◆ How to complete this task:
Pick out each line of the records in which the word "chair" appears.

◆ Material to process:
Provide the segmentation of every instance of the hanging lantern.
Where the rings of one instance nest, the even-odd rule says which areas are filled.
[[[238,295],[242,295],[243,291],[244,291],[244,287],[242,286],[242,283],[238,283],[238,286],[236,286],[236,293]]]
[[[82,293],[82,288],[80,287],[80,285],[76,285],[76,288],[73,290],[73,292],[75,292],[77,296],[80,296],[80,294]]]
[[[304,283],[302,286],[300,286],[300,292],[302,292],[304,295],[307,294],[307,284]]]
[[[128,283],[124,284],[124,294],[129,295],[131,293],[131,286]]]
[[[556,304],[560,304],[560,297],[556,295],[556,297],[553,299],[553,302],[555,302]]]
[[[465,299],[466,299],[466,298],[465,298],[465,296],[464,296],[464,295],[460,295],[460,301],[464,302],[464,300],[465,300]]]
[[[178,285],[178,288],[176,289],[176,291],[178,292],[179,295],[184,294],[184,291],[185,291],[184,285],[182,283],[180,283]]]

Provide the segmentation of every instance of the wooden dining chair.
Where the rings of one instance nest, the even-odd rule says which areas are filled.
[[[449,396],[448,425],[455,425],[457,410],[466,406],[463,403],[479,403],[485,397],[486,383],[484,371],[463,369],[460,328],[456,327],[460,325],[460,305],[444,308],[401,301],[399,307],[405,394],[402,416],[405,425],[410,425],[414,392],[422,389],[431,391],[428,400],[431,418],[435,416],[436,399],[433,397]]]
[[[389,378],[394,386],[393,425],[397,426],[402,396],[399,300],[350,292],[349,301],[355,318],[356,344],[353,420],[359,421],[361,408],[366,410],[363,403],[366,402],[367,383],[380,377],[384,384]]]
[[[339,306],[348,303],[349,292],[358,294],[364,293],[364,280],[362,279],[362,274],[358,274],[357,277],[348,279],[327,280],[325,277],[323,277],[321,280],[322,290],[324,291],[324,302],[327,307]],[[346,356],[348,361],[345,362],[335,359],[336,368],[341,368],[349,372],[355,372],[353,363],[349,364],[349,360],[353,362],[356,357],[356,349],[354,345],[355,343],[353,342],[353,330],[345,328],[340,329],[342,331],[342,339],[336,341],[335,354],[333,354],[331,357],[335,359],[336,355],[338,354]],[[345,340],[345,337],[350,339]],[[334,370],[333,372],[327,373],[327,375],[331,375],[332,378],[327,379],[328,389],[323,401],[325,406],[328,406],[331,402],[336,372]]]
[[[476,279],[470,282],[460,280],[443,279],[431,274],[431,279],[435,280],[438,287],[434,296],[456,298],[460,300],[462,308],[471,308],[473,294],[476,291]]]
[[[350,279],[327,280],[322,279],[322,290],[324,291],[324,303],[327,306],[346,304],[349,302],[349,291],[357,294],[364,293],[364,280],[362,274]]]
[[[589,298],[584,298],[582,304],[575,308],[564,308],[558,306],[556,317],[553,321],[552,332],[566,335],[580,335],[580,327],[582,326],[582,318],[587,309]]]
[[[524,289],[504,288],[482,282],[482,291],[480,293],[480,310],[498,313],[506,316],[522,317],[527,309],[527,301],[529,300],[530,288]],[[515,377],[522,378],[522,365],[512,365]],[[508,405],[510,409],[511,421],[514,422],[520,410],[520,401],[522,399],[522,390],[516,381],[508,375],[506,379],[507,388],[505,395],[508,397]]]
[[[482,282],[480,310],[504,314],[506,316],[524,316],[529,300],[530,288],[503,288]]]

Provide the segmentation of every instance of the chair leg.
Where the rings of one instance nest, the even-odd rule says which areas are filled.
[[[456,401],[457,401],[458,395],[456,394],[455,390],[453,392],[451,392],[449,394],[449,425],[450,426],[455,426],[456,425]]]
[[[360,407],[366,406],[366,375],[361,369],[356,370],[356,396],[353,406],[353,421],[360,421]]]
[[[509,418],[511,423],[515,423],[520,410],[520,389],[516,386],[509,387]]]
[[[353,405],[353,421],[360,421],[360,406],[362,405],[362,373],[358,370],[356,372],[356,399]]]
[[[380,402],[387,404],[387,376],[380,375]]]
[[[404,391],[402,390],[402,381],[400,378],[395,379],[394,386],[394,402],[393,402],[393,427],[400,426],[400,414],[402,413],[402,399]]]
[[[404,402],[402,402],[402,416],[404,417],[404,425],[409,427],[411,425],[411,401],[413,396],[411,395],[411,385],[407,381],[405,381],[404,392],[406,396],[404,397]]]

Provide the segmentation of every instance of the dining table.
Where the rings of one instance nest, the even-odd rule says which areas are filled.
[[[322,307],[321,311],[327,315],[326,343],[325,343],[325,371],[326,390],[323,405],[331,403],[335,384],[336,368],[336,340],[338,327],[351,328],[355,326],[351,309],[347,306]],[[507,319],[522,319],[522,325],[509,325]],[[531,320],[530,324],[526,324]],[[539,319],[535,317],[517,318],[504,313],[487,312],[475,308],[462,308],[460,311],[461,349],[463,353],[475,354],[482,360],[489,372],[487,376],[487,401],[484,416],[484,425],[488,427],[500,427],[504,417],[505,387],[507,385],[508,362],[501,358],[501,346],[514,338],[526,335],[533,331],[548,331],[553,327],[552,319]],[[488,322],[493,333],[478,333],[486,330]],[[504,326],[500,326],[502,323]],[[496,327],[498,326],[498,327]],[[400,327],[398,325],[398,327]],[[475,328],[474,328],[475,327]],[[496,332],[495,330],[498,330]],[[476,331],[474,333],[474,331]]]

◆ Written response:
Provide the segmentation of every instance of the wooden dining chair.
Provide the segmentation of every instance of the chair leg.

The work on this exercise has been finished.